--- begin EXTRACT PROVIDED ---

Peak District · Updated

The Swan Inn is the last pub standing on this stretch of the B5470. There were once five along the road between Macclesfield and Whaley Bridge — the Rising Sun, the Robin Hood, the Highwayman, the Bull's Head and the Swan — and Kettleshulme itself had two. The Bull's Head became houses in 2010. The Swan is what's left, and the reason it's still a pub at all is that in 2004 twenty-one residents bought it to stop it being turned into someone's private home. Great British Life called it "a pioneering former community pub."

It's an 18th-century family-owned free house with a log fire and a conservatory dining extension bolted on the back. The speciality is fish and seafood, delivered six days a week, which is why the menus are printed fresh each day — they reflect whatever actually arrived. There are home-made puddings, freshly ground coffee, Sunday lunch, and three rotating guest ales that tend to come from Bowland, Storm or Wincle. It was a finalist in the 2023 Cheshire Life Food & Drink Awards. Two patios out back, dogs welcome, and three en-suite bedrooms if you want to stay above the pub. Book a table; the place is small.

The Swan flooded in August 2019 and reopened that December. This is the sort of village where you know the exact date the pub came back.

Kettleshulme sits at around 1,000 feet in the valley of Todd Brook, on the Cheshire–Derbyshire border, below the steep slopes of Whaley Moor. Windgather Rocks, Pym Chair, Sponds Hill and Taxal Edge all rise nearby, which means the walking is the main reason to be here. The Ramblers' 6.5-mile Taxal Edge and Windgather circular climbs to the viewpoints and drops into the Todd Brook valley past what they describe as "cute Jenkin Chapel and breeze-riffled haymeadows." There are reservoir trails at Errwood and Fernilee, a footpath to Lyme Park's deer park (about an hour on foot, free to walk the grounds), and another to Whaley Bridge in forty minutes.

--- end EXTRACT PROVIDED ---
--- begin DATA PROVIDED ---

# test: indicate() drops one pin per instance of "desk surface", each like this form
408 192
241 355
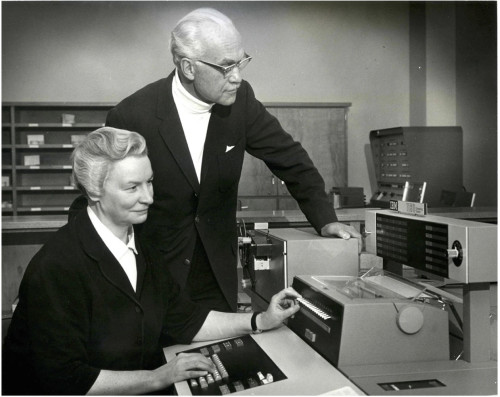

--- end DATA PROVIDED ---

### [GIVEN PROBLEM 1]
From the piece on the Swan Inn at Kettleshulme, quote the stretch from "It's an 18th-century" through "pub came back.".
### [GIVEN PROBLEM 2]
Decide whether each statement below agrees with the piece on the Swan Inn at Kettleshulme, answering yes or no and quoting the words from it that settle the matter.
(a) The Swan Inn reopened in December 2019 after flooding.
(b) The pub's fish and seafood are delivered seven days a week.
(c) A group of residents bought the pub in 2010.
### [GIVEN PROBLEM 3]
Carry on the piece on the Swan Inn and Kettleshulme from its last sentence.

### [RESPONSE 1]
It's an 18th-century family-owned free house with a log fire and a conservatory dining extension bolted on the back. The speciality is fish and seafood, delivered six days a week, which is why the menus are printed fresh each day — they reflect whatever actually arrived. There are home-made puddings, freshly ground coffee, Sunday lunch, and three rotating guest ales that tend to come from Bowland, Storm or Wincle. It was a finalist in the 2023 Cheshire Life Food & Drink Awards. Two patios out back, dogs welcome, and three en-suite bedrooms if you want to stay above the pub. Book a table; the place is small.

The Swan flooded in August 2019 and reopened that December. This is the sort of village where you know the exact date the pub came back.

### [RESPONSE 2]
(a) Yes: "The Swan flooded in August 2019 and reopened that December."
(b) No: "delivered six days a week"
(c) No: "in 2004 twenty-one residents bought it to stop it being turned into someone's private home."

### [RESPONSE 3]
There is no shop. The Village Memorial Hall does the community work — events, touring theatre, the start line of the annual Fell Race, which the primary school organises and keeps the profits from.

The industry here was candlewick, until the mills fell silent in 1937. Lumbhole Mill, also called Grove Mill, is the survivor — Grade II* listed and, in English Heritage's words, "the last example of a mill where water-powered and steam machinery were used together and survive intact." Up on the hilltops there's a Bronze Age standing stone known as the Murder Stone, and the Dipping Stone, a gritstone boulder with two rainwater basins that once formed the base of a cross.

Kettleshulme barely registers in the record. When the Domesday surveyors reached this corner of upland Cheshire in 1086 they marked eight townships in the parish as "Waste" — no value, no people, no livestock, still emptied out after the harrying of the north.

For a place with a seven-foot beard in its history — Amos Broadhurst, a 19th-century villager, grew one — the modern flourish is quieter: the Women's Institute makes the well dressing each spring, pictures built from flower petals.